**Selected passage**
------------
Smith's behavior certainly looks like evil, but Brucato discusses just how difficult it is to articulate the concept. Stone and Brucato have both spent decades evaluating child abusers, rapists, and killers, as well as researching the vilest acts that human beings can dream up. Some of their subjects are ill or impaired, some have serious personality disorders, and some are just predatory. Contrary to another author whose book I reviewed here, who believes that the notion of evil is relative, this team takes the position that regardless of religious persuasion or culture, some acts are universally so abhorrent and depraved that no one would challenge calling them evil.

Besides universality, say the authors, the other three fundamental elements that such acts share are malice aforethought, the infliction of wildly excessive degrees of suffering, and being incomprehensible to the average person. Many people who inflict such harm are capable of living ordinary lives. Thus, the descriptor attaches more to behavior than to people, unless an individual indulges in harmful atrocities with such frequency that he or she would earn it.

I once interviewed Dr. Stone, a professor of clinical psychiatry at Columbia University College of Physicians and Surgeons in Manhattan. He’d hosted a Discovery Channel series Most Evil, in which he interviewed extreme offenders. The series, like The Anatomy of Evil, was based on a measure of wickedness that he’d developed, the Gradation of Evil scale. Using it, he placed offenders on one of 22 different levels of a continuum. Based loosely on the concept of Dante’s Inferno, Stone’s evaluation device takes us deep into the heart of darkness.

“I used my responses to different murders and other violent crimes I read about as my yardstick,” he told me. “I tried to rank the various crimes and criminals according to how horrific and shocking they were, and according to the level of suffering that their acts imposed on the victims. After reading about one hundred biographies of criminals, I ended up with twenty-two categories. I anchored the scale to a ‘zero’ point, where there was no evil at all: that was for ‘justified homicide,’ category number one. Then came crimes of passion, the first level of evil, category number 2. At the opposite end, level number 22, was murder after prolonged torture of the most heinous type -- or even torture of that sort without murder.”
------------
**Items listed in a dataset**
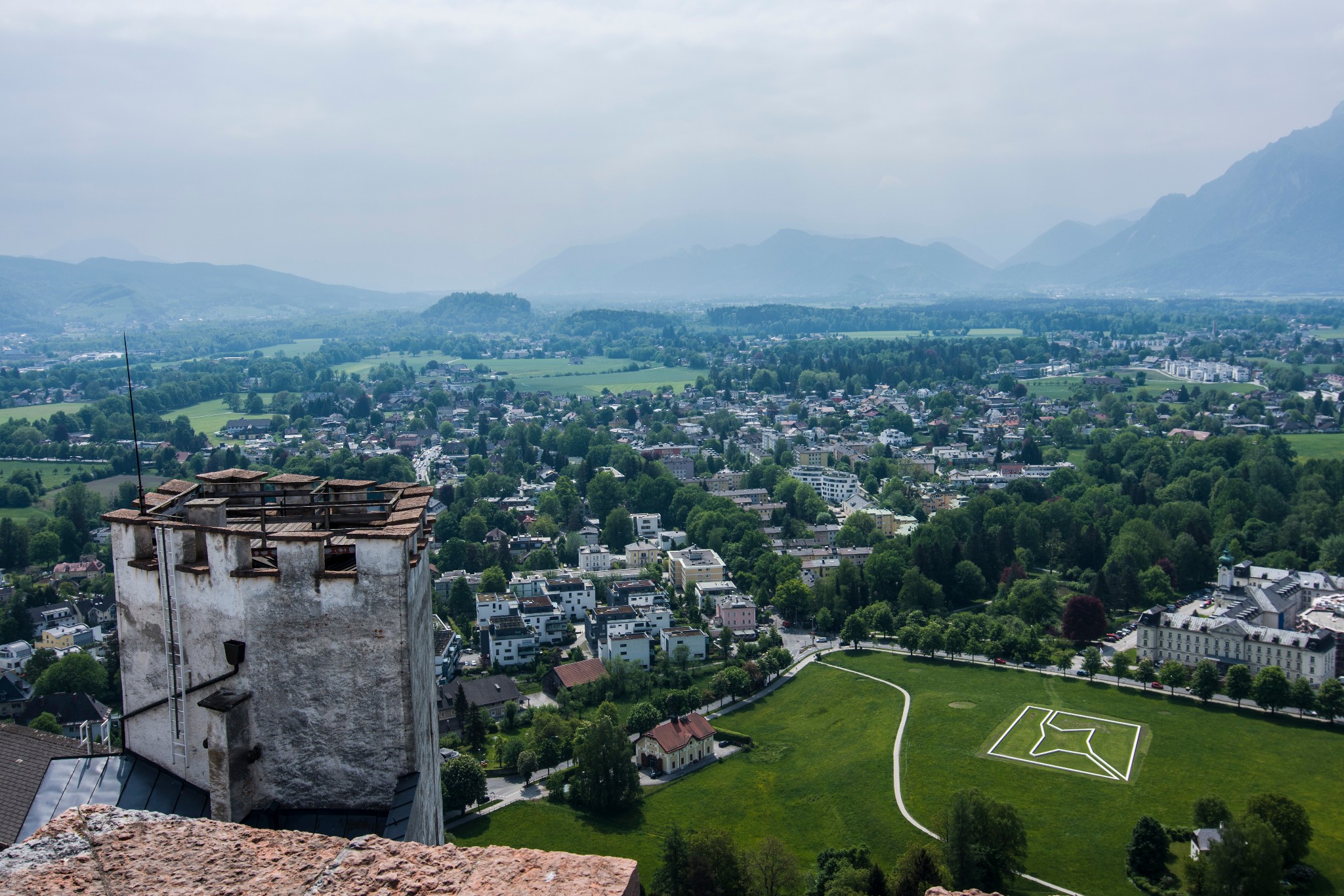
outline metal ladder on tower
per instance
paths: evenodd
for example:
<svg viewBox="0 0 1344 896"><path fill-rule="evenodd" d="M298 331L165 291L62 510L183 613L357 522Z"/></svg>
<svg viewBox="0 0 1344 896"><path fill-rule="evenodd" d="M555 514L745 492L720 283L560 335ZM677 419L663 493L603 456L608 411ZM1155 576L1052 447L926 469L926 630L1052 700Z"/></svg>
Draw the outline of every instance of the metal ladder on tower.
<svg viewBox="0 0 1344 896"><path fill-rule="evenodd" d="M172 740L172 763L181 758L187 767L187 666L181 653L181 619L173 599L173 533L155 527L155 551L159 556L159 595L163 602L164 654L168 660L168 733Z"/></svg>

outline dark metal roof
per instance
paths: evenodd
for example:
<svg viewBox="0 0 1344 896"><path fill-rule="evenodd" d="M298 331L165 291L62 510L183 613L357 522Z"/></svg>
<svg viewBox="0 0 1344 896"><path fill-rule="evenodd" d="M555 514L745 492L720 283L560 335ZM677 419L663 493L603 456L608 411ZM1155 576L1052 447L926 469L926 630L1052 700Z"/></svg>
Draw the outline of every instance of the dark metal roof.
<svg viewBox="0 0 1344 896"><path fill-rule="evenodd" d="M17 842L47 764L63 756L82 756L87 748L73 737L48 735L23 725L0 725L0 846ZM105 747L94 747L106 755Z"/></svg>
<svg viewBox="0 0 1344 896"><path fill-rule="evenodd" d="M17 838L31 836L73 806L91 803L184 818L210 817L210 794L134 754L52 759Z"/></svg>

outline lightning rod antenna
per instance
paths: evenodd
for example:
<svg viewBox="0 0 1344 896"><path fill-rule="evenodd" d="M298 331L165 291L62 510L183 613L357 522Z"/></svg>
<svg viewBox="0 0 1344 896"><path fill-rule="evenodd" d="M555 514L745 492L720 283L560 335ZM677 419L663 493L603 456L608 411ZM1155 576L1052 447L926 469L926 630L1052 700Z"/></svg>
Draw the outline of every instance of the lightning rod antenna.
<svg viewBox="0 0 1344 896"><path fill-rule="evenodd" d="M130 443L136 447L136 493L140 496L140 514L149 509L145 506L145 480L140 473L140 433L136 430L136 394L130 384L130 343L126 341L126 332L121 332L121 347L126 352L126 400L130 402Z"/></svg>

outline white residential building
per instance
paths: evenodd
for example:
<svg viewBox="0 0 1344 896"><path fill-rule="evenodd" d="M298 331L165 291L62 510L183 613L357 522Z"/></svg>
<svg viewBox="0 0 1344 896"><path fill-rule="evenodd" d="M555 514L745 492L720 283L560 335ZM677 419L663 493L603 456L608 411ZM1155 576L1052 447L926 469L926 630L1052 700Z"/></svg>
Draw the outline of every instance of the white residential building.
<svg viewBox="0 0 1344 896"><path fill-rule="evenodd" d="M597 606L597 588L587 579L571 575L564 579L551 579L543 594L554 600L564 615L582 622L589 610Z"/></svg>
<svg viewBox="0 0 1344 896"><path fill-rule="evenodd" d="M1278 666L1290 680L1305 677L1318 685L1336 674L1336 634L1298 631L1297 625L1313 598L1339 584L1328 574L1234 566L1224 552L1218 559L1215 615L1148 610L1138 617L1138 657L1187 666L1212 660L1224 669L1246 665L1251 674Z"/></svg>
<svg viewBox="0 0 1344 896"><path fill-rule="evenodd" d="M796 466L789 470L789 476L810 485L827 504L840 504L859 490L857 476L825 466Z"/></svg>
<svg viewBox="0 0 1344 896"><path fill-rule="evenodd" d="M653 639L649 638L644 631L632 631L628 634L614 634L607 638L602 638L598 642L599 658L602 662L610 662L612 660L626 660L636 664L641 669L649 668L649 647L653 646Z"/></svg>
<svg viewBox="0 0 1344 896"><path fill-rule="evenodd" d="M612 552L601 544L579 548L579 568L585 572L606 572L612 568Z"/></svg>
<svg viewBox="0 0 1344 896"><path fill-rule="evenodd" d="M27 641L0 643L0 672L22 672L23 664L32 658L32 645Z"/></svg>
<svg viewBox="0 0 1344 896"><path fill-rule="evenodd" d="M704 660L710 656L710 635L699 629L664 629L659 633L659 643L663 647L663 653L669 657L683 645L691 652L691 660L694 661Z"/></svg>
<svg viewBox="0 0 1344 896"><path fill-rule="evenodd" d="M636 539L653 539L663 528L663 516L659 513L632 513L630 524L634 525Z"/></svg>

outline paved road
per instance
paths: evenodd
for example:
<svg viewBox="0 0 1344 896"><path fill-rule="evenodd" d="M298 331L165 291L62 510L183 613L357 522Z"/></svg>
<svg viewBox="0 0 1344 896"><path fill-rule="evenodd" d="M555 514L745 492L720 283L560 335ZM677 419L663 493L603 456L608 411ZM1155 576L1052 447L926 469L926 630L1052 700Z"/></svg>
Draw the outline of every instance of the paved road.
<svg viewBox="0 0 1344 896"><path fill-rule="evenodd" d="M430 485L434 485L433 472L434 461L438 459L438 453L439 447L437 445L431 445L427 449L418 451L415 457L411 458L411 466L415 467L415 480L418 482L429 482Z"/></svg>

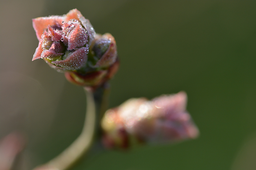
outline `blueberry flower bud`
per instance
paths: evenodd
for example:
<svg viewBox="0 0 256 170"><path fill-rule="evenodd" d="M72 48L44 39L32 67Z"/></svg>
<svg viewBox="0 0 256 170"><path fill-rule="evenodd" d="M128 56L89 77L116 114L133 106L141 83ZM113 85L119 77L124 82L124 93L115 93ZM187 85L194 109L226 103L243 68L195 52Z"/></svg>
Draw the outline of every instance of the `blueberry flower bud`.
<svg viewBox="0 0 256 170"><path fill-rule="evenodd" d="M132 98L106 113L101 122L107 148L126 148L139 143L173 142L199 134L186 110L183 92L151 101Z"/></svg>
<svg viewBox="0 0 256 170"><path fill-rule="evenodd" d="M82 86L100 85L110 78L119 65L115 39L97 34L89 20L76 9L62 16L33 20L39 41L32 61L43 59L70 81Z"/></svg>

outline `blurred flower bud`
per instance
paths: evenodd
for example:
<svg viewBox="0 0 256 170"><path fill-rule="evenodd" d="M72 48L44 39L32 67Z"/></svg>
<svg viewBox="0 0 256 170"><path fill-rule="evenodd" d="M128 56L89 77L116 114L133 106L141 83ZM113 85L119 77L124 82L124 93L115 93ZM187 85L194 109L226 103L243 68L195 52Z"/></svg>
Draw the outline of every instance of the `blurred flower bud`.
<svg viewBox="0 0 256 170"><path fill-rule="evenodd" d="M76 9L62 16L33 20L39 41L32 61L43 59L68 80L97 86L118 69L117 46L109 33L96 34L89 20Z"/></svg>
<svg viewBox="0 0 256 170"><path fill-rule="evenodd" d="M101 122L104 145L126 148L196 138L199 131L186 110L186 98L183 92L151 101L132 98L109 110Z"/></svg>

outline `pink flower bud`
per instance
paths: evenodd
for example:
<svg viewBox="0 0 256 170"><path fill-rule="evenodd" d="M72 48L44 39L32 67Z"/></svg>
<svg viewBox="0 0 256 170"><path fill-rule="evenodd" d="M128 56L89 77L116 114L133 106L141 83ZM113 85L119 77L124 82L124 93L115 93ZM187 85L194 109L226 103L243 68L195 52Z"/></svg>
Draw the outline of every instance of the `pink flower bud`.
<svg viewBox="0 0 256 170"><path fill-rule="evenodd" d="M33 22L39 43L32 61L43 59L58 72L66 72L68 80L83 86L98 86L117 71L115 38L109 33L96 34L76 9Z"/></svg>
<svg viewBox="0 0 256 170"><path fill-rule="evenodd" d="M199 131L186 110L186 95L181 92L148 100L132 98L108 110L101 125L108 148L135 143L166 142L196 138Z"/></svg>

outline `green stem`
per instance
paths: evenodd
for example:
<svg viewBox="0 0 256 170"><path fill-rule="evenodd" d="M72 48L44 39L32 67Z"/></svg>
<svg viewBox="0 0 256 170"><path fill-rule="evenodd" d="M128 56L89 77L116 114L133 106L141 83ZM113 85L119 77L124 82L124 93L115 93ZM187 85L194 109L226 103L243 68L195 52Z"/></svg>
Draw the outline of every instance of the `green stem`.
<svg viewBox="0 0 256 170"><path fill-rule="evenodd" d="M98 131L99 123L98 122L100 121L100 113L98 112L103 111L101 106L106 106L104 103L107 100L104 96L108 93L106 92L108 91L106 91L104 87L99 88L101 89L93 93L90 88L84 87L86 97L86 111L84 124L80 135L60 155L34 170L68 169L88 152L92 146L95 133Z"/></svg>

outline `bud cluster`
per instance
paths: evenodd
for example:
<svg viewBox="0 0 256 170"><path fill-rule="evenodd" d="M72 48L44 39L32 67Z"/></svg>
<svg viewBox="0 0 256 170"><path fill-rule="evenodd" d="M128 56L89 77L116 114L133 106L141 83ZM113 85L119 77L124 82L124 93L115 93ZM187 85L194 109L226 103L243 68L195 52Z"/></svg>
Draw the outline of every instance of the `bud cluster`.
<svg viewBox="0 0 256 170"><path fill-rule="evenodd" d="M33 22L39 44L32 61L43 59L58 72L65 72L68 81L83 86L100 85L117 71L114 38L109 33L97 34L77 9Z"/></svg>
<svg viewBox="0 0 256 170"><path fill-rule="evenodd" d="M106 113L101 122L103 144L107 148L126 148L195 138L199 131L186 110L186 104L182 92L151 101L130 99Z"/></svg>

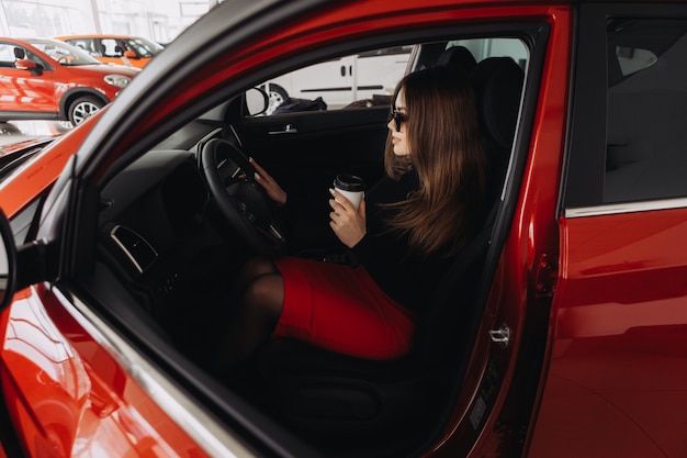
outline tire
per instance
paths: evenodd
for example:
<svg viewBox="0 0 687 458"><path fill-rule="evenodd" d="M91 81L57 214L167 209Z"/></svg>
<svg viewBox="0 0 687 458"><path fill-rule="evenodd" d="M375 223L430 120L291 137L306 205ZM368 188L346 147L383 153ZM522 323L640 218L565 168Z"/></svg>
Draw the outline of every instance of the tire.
------------
**Exercises to complete**
A - In the passage about evil, how many levels does Stone's Gradation of Evil scale have?
B - Reproduce the passage about evil from "Smith's behavior certainly" to "calling them evil.".
C - Continue the passage about evil from the point where it stops.
The listing has nothing to do with the passage about evil.

**Exercise answers**
A - Twenty-two levels.

B -
Smith's behavior certainly looks like evil, but Brucato discusses just how difficult it is to articulate the concept. Stone and Brucato have both spent decades evaluating child abusers, rapists, and killers, as well as researching the vilest acts that human beings can dream up. Some of their subjects are ill or impaired, some have serious personality disorders, and some are just predatory. Contrary to another author whose book I reviewed here, who believes that the notion of evil is relative, this team takes the position that regardless of religious persuasion or culture, some acts are universally so abhorrent and depraved that no one would challenge calling them evil.

C -
Stone recognizes that there is no “common route,” by which people become more likely to commit evil acts. Each subject has his or her own developmental trajectory, and the same constellation of factors that precipitate it in one person might not in another. “If we wanted to narrow our focus to single out the personality configuration that is connected with particular closeness to our concept of evil,” he writes, “it would be at the place where psychopathy, sadistic personality, and schizoid/autistic-spectrum disorders all come together.”

In this book, you’ll find examples for all 22 categories, along with an algorithm to assist with using the scale for future cases (such as Tarrant). Part II addresses the era of the “new evil,” which includes cultural changes over the past half-century that have influenced patterns of violence, including school shootings, gang violence, child abuse, and coercive paraphilias. You even get an alphabetized listing of offenders, and how they’d be rated.

Noted forensic psychiatric nurse, Ann Burgess, provides an Afterword. She offers an engaging backstory about the origins of Dr. Stone’s scale and addresses how the “coarsening of our culture” begs for such a sustained discussion about the atrocities we now see on almost a daily basis.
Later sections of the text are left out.